• Natural-language object grounding data
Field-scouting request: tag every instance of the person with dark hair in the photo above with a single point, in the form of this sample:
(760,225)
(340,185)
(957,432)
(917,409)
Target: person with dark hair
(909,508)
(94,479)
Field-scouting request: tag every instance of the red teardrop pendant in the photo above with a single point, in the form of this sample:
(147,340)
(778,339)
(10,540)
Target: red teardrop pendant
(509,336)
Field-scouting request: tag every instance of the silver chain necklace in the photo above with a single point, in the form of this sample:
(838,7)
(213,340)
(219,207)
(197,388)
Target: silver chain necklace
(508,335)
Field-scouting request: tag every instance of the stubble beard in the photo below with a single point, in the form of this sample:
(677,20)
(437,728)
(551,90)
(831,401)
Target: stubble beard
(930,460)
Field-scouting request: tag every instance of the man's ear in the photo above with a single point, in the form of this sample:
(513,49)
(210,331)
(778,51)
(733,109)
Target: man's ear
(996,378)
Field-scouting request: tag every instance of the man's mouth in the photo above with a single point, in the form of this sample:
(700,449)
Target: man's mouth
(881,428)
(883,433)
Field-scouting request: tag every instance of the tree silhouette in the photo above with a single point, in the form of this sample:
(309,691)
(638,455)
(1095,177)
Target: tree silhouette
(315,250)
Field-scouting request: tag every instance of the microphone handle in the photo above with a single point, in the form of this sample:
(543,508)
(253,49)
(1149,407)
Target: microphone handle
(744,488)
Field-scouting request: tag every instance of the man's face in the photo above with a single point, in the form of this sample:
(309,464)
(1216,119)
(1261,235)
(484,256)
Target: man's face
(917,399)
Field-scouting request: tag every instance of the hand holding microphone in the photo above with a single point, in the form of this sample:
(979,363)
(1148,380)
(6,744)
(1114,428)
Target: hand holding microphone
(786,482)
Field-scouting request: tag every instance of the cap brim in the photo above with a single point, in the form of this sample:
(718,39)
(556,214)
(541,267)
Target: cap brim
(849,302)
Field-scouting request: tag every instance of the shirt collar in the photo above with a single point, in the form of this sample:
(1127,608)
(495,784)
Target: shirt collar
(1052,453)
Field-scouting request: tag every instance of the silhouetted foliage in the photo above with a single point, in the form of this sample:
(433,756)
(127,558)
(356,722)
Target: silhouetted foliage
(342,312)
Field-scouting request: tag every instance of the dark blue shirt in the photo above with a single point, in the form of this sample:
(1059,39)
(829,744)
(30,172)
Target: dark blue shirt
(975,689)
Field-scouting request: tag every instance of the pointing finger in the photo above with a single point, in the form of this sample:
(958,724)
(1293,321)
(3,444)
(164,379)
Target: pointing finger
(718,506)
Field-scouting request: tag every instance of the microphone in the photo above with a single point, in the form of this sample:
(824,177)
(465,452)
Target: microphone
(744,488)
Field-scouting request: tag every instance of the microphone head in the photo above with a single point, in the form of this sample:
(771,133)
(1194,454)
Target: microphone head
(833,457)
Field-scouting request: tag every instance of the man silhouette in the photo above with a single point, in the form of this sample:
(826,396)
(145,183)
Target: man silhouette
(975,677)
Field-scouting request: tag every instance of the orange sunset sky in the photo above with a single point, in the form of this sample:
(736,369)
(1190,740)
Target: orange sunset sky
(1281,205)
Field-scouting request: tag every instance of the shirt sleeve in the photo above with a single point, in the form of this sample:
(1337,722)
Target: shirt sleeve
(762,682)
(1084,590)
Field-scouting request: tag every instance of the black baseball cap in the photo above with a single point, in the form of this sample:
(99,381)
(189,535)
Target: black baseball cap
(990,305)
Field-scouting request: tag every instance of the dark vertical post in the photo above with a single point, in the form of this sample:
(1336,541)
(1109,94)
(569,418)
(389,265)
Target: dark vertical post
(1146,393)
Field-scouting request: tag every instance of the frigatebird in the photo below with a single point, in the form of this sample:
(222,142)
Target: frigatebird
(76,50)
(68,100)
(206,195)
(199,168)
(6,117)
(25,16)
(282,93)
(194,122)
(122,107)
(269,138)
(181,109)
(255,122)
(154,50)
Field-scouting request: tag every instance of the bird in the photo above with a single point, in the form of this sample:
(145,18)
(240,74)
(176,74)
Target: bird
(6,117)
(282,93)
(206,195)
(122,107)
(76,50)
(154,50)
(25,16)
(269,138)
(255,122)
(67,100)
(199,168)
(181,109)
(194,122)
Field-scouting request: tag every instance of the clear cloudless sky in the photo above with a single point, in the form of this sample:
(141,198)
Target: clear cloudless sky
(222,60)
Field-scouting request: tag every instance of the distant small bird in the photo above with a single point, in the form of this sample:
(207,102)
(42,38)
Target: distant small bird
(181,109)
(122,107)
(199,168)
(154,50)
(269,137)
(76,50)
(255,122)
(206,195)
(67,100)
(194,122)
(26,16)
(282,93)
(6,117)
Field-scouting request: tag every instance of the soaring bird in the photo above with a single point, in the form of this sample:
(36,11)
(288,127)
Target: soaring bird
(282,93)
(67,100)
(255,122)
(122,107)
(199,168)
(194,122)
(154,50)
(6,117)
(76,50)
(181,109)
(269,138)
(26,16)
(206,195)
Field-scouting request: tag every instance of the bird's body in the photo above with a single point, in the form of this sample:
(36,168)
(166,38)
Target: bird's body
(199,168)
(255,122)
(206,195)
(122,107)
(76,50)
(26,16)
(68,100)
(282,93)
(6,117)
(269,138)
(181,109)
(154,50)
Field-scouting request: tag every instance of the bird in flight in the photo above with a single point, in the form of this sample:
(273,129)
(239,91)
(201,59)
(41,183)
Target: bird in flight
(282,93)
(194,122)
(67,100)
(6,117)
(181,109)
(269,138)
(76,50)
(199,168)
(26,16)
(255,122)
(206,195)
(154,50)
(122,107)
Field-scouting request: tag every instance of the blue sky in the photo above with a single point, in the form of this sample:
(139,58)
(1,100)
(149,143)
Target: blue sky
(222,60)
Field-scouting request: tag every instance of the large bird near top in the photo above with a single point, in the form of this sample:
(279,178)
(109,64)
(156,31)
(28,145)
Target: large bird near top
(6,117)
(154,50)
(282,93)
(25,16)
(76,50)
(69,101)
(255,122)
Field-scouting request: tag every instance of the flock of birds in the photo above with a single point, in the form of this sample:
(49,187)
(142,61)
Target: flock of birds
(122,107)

• EXERCISE GOAL
Set the records above down again. Match them exactly.

• PROBLEM SOLUTION
Field-scouting request: tag every instance of the person with dark hair in the photo above with a single point, in the form of this sample:
(760,225)
(340,185)
(957,432)
(917,409)
Target: person with dark hair
(909,508)
(94,479)
Field-scouting request: tag every instance of the red teardrop pendant in the photo above with a single point, in the form of this sample:
(147,340)
(778,339)
(10,540)
Target: red teardrop pendant
(509,336)
Field-scouting request: tag every instance of the silver chain necklace in the photo above with a single point, in the form of this sample:
(838,7)
(213,340)
(219,207)
(197,388)
Target: silver chain necklace
(508,335)
Field-scouting request: tag every instance of the stubble beard in the photo below with a single point, in the form of this sample:
(677,20)
(437,728)
(551,90)
(831,401)
Target: stubble beard
(930,460)
Field-scouting request: tag every instance of the man's ear in the photo above with a single point, in the form of this sample:
(513,49)
(210,331)
(778,51)
(733,109)
Target: man's ear
(996,378)
Field-scouting request: tag every instance of the man's mouth in the photo above with a single point, in the form of this sample:
(700,449)
Target: man's mouth
(881,428)
(883,433)
Field-scouting request: tag every instance of the tree silhouette in the photo above with a single point, in the form of this sample:
(309,691)
(638,455)
(1095,177)
Target: tree silhouette
(315,250)
Field-scouting request: tag every instance of the microphone handle in the photo above with a single point, in the form of this sample:
(543,508)
(253,49)
(1149,407)
Target: microphone handle
(744,488)
Field-scouting request: tag every instance of the man's face in the photo above with a single point, in the form of this sample:
(309,464)
(1216,119)
(1261,235)
(484,256)
Target: man's face
(917,399)
Field-scouting request: tag every instance of the hand holding microphone in the photo above with a single point, in the form of this sample:
(979,363)
(1148,380)
(6,744)
(1114,428)
Target: hand holding microphone
(786,482)
Field-scouting request: tag every instance of the cap brim in the photo above with a single point, in the form of this sample:
(718,39)
(556,214)
(541,267)
Target: cap brim
(849,302)
Field-scouting request: tag every instance of the shirt collar in the photo above with a single point, in the form of this sample:
(1127,608)
(495,784)
Target: shirt collar
(1052,453)
Field-scouting request: tag every instance of the silhouetted foliage in the photo above with a single point, in the form of this sample:
(433,756)
(127,558)
(356,722)
Target: silhouetted foliage
(342,312)
Field-scouting request: tag every instance of the dark blue shirt in the photo above with a single point, in the form of this sample:
(1059,39)
(829,744)
(30,172)
Target: dark blue shirt
(975,689)
Field-scouting request: tag every instance of the pointing finger in the photo above with a single point, in the form of this sample:
(958,724)
(1293,321)
(3,444)
(164,379)
Target: pointing finger
(718,506)
Field-scouting request: tag every instance of the microphone in the photo above with a single point, in the form of this sample:
(824,177)
(465,452)
Target: microphone
(744,488)
Field-scouting request: tag every instance of the microphone head in the photo above with a single point, in the form of this sample:
(771,133)
(1194,454)
Target: microphone head
(833,457)
Field-scouting request: tag every instance of the man silhouette in the photo above with a single point, in the form of this sample:
(826,396)
(145,183)
Target: man silhouette
(975,677)
Field-scouting request: tag every instance of the orange sunset sky in the photo above with a single point, in the form of this sample:
(736,369)
(1190,740)
Target: orange sunset sky
(1281,205)
Field-scouting request: tag every instance of the shirt sleeve in the photo above with a single point, in the form of this sample:
(1337,722)
Target: shirt sleeve
(762,682)
(1084,590)
Field-scouting request: tag every instance of the black baseball cap in the photo above with a single point, in the form of this sample:
(99,381)
(189,535)
Target: black baseball cap
(990,305)
Field-scouting request: tag every instance of the dark vertical post in the photo above with a single point, in the form of this sample:
(1336,541)
(1109,94)
(569,418)
(389,265)
Target: dark vertical post
(1146,393)
Field-scouting request: tag every instance of the frigatebird in the photo below with a single point, in the form of this sample:
(222,142)
Target: frigatebird
(76,50)
(68,100)
(206,195)
(199,168)
(6,117)
(25,16)
(282,93)
(194,122)
(122,107)
(269,138)
(181,109)
(255,122)
(154,50)
Field-scouting request: tag every instance of the bird in the photo above with a single point, in the form of this sample:
(145,18)
(240,74)
(176,74)
Target: bird
(6,117)
(282,93)
(206,195)
(122,107)
(76,50)
(154,50)
(25,16)
(269,138)
(255,122)
(67,100)
(199,168)
(181,109)
(194,122)
Field-scouting request: tag every instance of the clear cloudless sky in the photo above with a single point, in the form of this sample:
(141,198)
Target: clear cloudless sky
(222,60)
Field-scouting request: tag every instance of the distant small bird in the photo above with a single point, in the form of this sample:
(207,102)
(42,38)
Target: distant small bird
(181,109)
(122,107)
(199,168)
(154,50)
(269,137)
(76,50)
(255,122)
(206,195)
(67,100)
(194,122)
(26,16)
(282,93)
(6,117)
Field-scouting request: tag every instance of the soaring bird in the photo above with a single point, in the form of this sample:
(36,11)
(288,127)
Target: soaring bird
(282,93)
(67,100)
(255,122)
(122,107)
(199,168)
(194,122)
(154,50)
(6,117)
(76,50)
(181,109)
(269,138)
(26,16)
(206,195)
Field-scouting request: tag every instance of the bird's body in the photo above with a single point, in the form of this sample:
(36,168)
(166,38)
Target: bird's body
(199,168)
(255,122)
(206,195)
(122,107)
(76,50)
(26,16)
(68,100)
(282,93)
(6,117)
(269,138)
(181,109)
(154,50)
Field-scouting request: tag every instance of the bird in flight in the photo above with a single point, in the form of this sample:
(273,129)
(239,91)
(201,59)
(41,183)
Target: bird in flight
(282,93)
(194,122)
(67,100)
(6,117)
(181,109)
(269,138)
(76,50)
(199,168)
(26,16)
(255,122)
(206,195)
(154,50)
(122,107)
Field-scouting request: tag every instance of the blue sky in the photo above with a single point, in the form of this sample:
(139,58)
(1,100)
(149,143)
Target: blue sky
(222,60)
Field-scouting request: tag every instance of the large bird near top in the photo above with a single point, in the form of this sample:
(279,178)
(109,64)
(156,31)
(28,145)
Target: large bird near top
(6,117)
(154,50)
(282,93)
(25,16)
(76,50)
(69,101)
(255,122)
Field-scouting request: tag every instance of the flock of birds in the photo above with a single point, in the form of this sample:
(49,187)
(142,61)
Target: flock of birds
(122,107)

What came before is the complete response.